== Problem description ==
Once the pictures are removed, return each record below exactly as written.

[Image point grounding data]
###

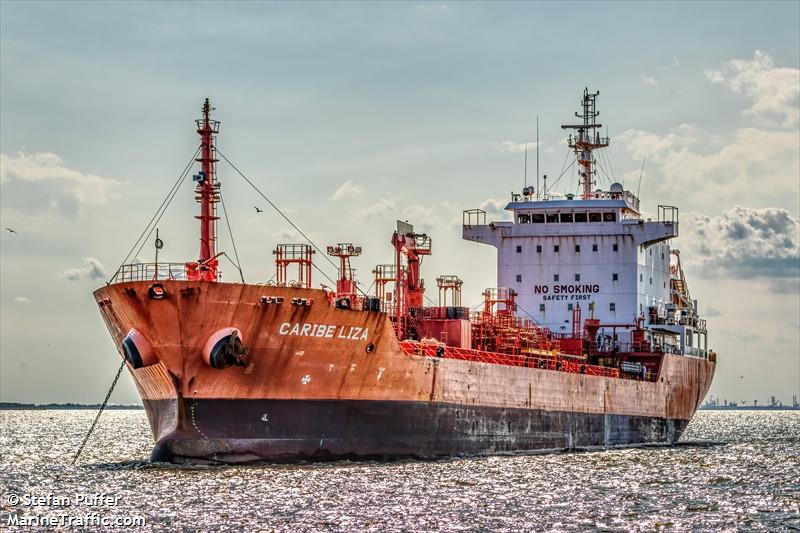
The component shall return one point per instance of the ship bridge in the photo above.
(597, 254)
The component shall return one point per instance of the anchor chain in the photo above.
(102, 407)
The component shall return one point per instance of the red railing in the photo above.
(530, 361)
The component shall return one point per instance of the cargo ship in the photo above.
(590, 339)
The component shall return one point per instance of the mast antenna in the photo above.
(641, 172)
(537, 157)
(207, 195)
(586, 139)
(526, 164)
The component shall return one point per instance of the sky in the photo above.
(352, 115)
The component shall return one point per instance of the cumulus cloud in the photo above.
(717, 169)
(514, 147)
(92, 270)
(74, 187)
(773, 91)
(744, 243)
(349, 190)
(494, 207)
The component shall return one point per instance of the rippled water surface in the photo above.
(734, 471)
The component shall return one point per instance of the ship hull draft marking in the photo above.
(235, 372)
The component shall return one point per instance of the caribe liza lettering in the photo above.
(326, 331)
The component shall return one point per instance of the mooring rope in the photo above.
(100, 412)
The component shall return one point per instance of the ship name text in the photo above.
(325, 331)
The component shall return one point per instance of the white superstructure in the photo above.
(595, 252)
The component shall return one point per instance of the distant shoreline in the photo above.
(7, 406)
(748, 408)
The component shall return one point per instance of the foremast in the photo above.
(207, 195)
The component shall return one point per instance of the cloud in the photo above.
(494, 207)
(717, 169)
(349, 190)
(93, 269)
(513, 147)
(74, 188)
(774, 92)
(744, 243)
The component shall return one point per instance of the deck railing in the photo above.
(549, 363)
(150, 272)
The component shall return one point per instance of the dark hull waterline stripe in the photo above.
(234, 431)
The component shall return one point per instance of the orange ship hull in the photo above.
(320, 382)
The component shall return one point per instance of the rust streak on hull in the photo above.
(327, 397)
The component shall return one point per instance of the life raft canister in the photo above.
(138, 351)
(224, 348)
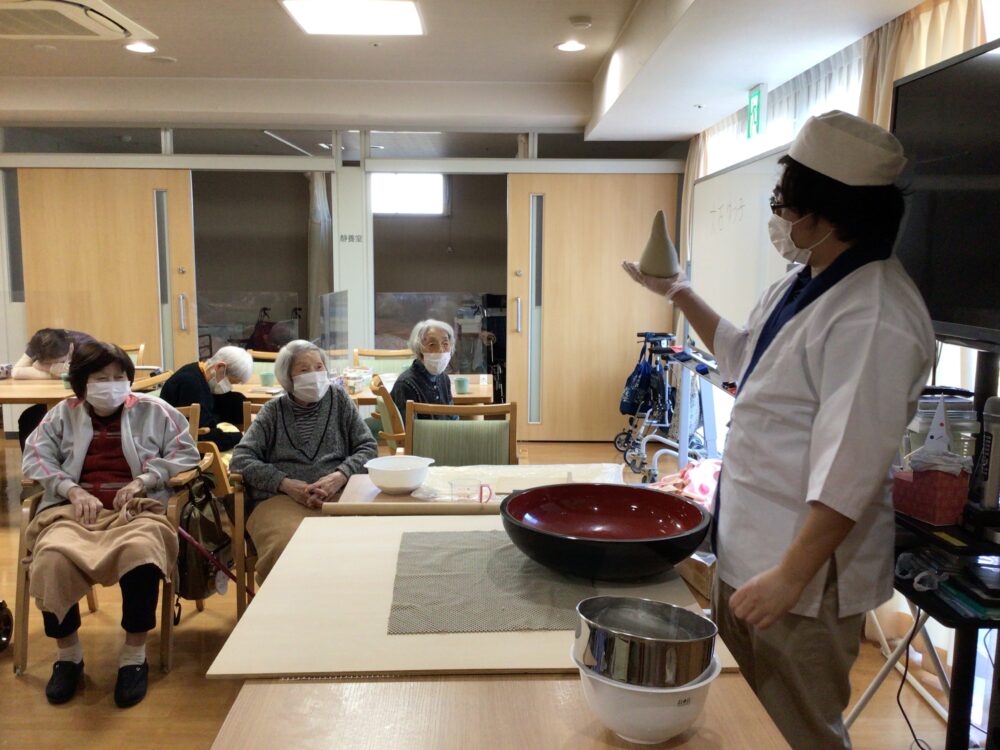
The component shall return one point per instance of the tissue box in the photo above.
(934, 497)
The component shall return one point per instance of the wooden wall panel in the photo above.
(591, 309)
(90, 254)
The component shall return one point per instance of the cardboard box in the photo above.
(698, 570)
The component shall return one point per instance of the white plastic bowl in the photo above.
(646, 716)
(398, 475)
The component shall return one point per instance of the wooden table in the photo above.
(294, 619)
(523, 712)
(362, 497)
(479, 393)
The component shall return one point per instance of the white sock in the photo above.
(72, 653)
(132, 656)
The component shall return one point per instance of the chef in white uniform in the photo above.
(829, 368)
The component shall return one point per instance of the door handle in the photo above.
(182, 311)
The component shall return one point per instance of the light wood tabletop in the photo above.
(434, 497)
(479, 393)
(522, 712)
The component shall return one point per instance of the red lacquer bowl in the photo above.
(604, 531)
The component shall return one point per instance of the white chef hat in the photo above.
(848, 149)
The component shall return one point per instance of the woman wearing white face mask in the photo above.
(426, 381)
(300, 450)
(93, 454)
(829, 366)
(210, 384)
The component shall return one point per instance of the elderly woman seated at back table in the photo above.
(426, 381)
(300, 450)
(93, 455)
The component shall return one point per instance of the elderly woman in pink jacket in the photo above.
(95, 455)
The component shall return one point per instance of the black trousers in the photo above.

###

== Result ==
The component shall return one point per instance of the ship bridge in the photo above.
(597, 254)
The component shall return one point per instance of the anchor chain in the photo above.
(102, 407)
The component shall return one point per instance of the red railing in the photo above.
(530, 361)
The component shall return one point per instance of the cargo ship in the photo above.
(590, 339)
The component shall return one point per instance of the mast antenna in the photo above.
(641, 172)
(537, 157)
(207, 195)
(586, 139)
(526, 164)
The component shall return one point per instance of the sky in the photo above.
(352, 115)
The component shall return one point per instance of the cumulus cloud in the photo above.
(717, 169)
(514, 147)
(92, 270)
(74, 187)
(773, 91)
(744, 243)
(349, 190)
(494, 207)
The component shall return one point per instance of the rippled water surface in the photo above.
(734, 471)
The component shall return one point per instance of the ship hull draft marking in the photo above.
(235, 372)
The component shall return one point per instance of the caribe liza lettering in the photo above.
(326, 331)
The component shall return one point per instance of the mooring rope in the photo above.
(100, 412)
The component shall return one point per instance of the ship name text in the photo above.
(325, 331)
The component shall return one point per instance of the white superstructure in the photo above.
(595, 252)
The component shall return one point per instance of the distant shoreline in the photo above.
(7, 406)
(748, 408)
The component shall return one point per instance of the foremast in the photo above.
(207, 195)
The component shall return one point per instance of the cloud in the photo above.
(494, 207)
(717, 169)
(349, 190)
(93, 269)
(513, 147)
(74, 188)
(774, 92)
(744, 243)
The component shall return one point per instance of the deck railing in the photo above.
(549, 363)
(150, 272)
The component shall return one point per instance of the dark hull waterline stripe in the photo above.
(234, 431)
The component shall return one point per instance of the orange ship hull in the photo above.
(320, 382)
The component shall return one point per instance of the rust streak on hull in the photo above.
(327, 397)
The component shall return one point per instance of the life raft canister in the photo above.
(138, 351)
(224, 348)
The component shall return one point per instance of the tissue box in the photo above.
(934, 497)
The component shall return one point per instance of the wooden wall panel in the photo above.
(591, 309)
(90, 254)
The component shall return one point per instance of the cardboard box in the photo above.
(698, 570)
The component shall return one point per instance of the white plastic bowl in the photo above.
(646, 716)
(398, 475)
The component shall return one point per instance of the wooden table in the photo above.
(294, 619)
(523, 712)
(362, 497)
(479, 393)
The component shall return one point per instance of the white sock in the photo above.
(72, 653)
(132, 656)
The component shall return one point per instance of the chef in white uniform in the photo above.
(829, 368)
The component shall return one point per instance of the door handle in the photo above.
(182, 311)
The component shall return one point per instance of the light wood tabletop in the photo above.
(434, 497)
(479, 393)
(522, 712)
The component shall return one point per instance of the red lacquer bowl in the photo above.
(604, 531)
The component shall return one point per instance of the white chef hat in the photo above.
(848, 149)
The component shall return one point per instance of the woman wearing white face mask in the photo above.
(426, 381)
(300, 450)
(93, 454)
(829, 366)
(210, 384)
The component shall return one point per instance of the elderly woman seated at back table in the photo above.
(426, 381)
(300, 450)
(93, 455)
The component shall return one point per instance of the elderly woman in pink jacket in the photo above.
(95, 455)
The component shall return one point per instance of the black trousers in the photo above.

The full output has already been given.